Ingram loves his job as a coach. And in the months he was away from the game to get treatment for his cancer, he missed the daily interactions with his players and the role he got to play in helping them improve.
Less than four weeks after beginning treatments, Ingram surprised his team by making a visit to Gwinnett, Ga., about a 15-minute drive from his home, where the Red Wings were playing the Braves' Triple-A affiliate. The players hadn't seen Ingram since he had been diagnosed with the tumor and seeing him gave the club an instant lift.
"You think about things that we go though as baseball players and people in general, and sometimes we get upset about something so minute," said infielder Trevor Plouffe, who was on the '09 Red Wings squad. "This kind of puts things in perspective for all of us. This guy had to deal with such an unbelievable situation and he stayed positive throughout it all."
While Ingram's treatment was scheduled to go through the start of the 2010 season, the Twins wanted to give him an opportunity to stay around the game. They made Ingram a roving hitting instructor between Rochester and Double-A New Britain, which allowed him to travel between teams and continue his treatment.
And there Ingram was this past spring back in Fort Myers, Fla., smiling wide and laughing with the players as he took part in many of the drills despite the fact that he was still undergoing treatment.
"My love for the game has helped me and I think it had some part in the healing process," Ingram said. "I'm thankful for the game. I've been around the game a long time. To have the Twins do something like that for me meant a lot."
* * *
Ingram has lauded the Twins' efforts in helping him heal, but the organization certainly has gained a lot from watching his courageous battle as well.
"He's always upbeat," said Rantz. "And the players, I think they feel his inspiration here and what he's gone through. I know that when players look at him and what he's gone through, they are taken back by his approach not only on how he handles his job, but how he goes about everyday life that he appreciates so much."
Ingram isn't the only inspirational tale within the Twins' organization. At almost the same time that Ingram learned of his diagnosis, Class A Beloit athletic trainer Alan Rail began his own battle with cancer. Things have been going well for Rail in his recovery and he was back at work for the 2010 season as well.
There is certainly much for Ingram to be thankful for this holiday season. He is scheduled to undergo chemo once a month for the next 10 months before going back for another MRI and scan. But at his recent check-up at the end of October, doctors told him that they haven't seen any new growth in the tumor since he started treatment and they feel that what remains is mostly scar tissue.
As a man of faith, it's hard for Ingram to describe what he's gone through as anything less than a miracle. Thanks to the support of his wife and two daughters, Kacey who is in 11th grade and Kristen who is in 9th grade, as well as many other family and friends, Ingram has been able to get through this difficult time.
"My wife even says now that she's thankful we went through it," Ingram said. "Not wishing it happened, but I think we view life a little bit differently and lean a little bit more on the Lord and not ourselves. Sometimes we all get caught up in our things and think we're invincible, that we have all the time in the world. But now we've gained a little more perspective."

[Recorded data]
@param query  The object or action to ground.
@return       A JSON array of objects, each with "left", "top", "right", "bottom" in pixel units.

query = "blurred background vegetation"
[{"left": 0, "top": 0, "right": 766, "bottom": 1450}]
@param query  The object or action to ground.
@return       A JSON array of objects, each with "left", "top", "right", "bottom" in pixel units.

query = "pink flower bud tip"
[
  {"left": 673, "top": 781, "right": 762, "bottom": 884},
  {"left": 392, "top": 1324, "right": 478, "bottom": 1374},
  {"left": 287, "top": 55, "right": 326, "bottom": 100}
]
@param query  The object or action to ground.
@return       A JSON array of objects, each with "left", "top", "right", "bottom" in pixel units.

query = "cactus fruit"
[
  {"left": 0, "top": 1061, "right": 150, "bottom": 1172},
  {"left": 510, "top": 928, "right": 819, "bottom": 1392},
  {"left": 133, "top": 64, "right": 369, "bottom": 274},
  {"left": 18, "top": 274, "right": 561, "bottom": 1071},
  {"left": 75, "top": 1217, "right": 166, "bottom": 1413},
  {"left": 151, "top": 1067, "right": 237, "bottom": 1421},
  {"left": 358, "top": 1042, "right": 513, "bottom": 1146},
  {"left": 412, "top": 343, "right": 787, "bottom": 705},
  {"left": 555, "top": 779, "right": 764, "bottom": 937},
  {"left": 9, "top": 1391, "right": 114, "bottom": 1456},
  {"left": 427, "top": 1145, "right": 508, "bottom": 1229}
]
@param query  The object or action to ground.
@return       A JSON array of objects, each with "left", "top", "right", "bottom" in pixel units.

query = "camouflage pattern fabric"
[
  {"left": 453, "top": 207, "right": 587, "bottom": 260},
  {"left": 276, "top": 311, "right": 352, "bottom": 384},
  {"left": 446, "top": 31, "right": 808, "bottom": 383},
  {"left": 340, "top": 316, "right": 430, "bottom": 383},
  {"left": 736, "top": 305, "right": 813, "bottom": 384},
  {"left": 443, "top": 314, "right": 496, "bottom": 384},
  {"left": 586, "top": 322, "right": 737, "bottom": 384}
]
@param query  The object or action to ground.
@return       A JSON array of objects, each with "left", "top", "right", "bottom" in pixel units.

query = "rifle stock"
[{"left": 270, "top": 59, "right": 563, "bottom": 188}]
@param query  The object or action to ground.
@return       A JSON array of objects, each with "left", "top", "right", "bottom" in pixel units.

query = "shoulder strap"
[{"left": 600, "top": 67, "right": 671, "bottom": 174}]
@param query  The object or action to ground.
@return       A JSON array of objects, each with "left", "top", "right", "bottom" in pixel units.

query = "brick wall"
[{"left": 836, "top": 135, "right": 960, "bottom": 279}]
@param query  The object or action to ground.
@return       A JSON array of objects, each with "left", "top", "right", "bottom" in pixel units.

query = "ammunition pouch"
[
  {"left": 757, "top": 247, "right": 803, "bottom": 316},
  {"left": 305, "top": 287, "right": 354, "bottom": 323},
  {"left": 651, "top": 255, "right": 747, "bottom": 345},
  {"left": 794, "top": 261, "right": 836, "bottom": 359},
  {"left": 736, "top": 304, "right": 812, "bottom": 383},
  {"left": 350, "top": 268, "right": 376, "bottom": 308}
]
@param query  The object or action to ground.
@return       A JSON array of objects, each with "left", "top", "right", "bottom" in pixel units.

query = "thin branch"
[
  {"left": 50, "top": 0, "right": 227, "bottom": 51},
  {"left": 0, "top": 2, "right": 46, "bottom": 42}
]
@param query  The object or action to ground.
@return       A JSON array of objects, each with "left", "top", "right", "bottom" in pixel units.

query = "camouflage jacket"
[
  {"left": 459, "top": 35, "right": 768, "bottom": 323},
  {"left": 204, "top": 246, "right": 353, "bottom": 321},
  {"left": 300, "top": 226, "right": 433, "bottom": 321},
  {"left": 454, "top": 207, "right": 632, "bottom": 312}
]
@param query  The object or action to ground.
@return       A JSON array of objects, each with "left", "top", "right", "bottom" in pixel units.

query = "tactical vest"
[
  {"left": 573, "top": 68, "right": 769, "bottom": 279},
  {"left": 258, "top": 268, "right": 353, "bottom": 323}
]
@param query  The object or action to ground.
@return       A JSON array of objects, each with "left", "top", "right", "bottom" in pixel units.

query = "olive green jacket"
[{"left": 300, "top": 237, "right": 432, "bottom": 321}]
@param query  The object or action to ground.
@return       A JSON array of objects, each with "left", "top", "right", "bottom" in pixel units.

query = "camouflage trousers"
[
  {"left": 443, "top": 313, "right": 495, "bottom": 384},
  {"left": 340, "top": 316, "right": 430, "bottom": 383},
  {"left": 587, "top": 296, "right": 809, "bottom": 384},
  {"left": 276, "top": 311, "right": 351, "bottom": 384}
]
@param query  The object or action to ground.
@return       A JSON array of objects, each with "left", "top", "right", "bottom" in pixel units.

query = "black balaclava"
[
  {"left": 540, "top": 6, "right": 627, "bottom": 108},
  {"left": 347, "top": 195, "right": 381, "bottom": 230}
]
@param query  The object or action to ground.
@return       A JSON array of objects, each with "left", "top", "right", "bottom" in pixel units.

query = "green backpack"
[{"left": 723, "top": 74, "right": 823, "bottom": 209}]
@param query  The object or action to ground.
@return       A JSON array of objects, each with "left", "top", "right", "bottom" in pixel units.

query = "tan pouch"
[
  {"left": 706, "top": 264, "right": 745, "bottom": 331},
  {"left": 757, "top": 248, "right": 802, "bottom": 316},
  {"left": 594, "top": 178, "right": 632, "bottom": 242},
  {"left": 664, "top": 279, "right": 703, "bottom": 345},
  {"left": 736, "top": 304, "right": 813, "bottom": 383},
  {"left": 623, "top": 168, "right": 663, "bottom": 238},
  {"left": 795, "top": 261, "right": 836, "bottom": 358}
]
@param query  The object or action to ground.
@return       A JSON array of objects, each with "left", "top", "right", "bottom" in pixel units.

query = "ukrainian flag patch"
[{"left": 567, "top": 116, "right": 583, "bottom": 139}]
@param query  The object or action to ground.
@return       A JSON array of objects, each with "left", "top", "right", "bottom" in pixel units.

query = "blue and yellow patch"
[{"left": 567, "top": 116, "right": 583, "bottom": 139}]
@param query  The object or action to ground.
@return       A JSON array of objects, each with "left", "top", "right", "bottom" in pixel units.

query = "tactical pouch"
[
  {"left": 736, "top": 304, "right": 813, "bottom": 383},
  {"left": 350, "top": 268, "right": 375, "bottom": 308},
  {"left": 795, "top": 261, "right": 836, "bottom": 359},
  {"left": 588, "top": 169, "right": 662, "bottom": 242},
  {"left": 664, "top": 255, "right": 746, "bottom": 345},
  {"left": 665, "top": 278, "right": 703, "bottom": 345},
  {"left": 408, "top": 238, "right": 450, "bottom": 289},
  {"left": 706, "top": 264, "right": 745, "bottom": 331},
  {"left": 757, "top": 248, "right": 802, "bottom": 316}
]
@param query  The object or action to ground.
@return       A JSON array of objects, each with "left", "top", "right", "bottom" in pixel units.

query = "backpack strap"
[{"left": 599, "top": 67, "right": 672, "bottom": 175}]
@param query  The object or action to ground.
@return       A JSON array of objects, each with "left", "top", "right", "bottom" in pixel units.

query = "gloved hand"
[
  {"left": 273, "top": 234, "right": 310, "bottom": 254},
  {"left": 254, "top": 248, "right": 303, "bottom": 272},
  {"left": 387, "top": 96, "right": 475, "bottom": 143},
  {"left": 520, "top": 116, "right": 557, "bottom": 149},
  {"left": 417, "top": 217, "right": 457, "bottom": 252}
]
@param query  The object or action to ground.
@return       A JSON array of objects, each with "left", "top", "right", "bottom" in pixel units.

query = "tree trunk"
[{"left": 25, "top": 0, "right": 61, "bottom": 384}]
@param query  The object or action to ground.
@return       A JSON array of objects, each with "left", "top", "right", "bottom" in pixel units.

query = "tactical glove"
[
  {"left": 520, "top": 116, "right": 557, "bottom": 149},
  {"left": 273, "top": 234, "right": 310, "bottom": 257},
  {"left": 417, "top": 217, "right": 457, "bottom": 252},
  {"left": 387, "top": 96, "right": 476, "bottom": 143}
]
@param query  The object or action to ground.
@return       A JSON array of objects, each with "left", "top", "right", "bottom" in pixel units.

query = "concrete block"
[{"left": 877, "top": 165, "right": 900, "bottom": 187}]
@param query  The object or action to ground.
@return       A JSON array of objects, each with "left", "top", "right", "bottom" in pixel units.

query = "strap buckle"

§ Tasks to carry out
- 1) Using the article about Ingram, tell whether each statement agrees with it: (a) Ingram's home is about a 15-minute drive from Gwinnett, Ga.; (b) Trevor Plouffe was on the '10 Red Wings squad; (c) Ingram is scheduled to undergo chemo once a week. Answer yes or no for each, quoting the deciding words.
- 2) According to the article about Ingram, what was Alan Rail's job?
- 3) Rewrite the article about Ingram between "Ingram loves his" and "an instant lift.", inclusive, changing "Red Wings" to "Rochester club".

§ Results of the exercise
- 1)
(a) Yes: "a visit to Gwinnett, Ga., about a 15-minute drive from his home"
(b) No: "who was on the '09 Red Wings squad"
(c) No: "He is scheduled to undergo chemo once a month for the next 10 months"

- 2) He was the Class A Beloit athletic trainer.

- 3)
Ingram loves his job as a coach. And in the months he was away from the game to get treatment for his cancer, he missed the daily interactions with his players and the role he got to play in helping them improve.
Less than four weeks after beginning treatments, Ingram surprised his team by making a visit to Gwinnett, Ga., about a 15-minute drive from his home, where the Rochester club were playing the Braves' Triple-A affiliate. The players hadn't seen Ingram since he had been diagnosed with the tumor and seeing him gave the club an instant lift.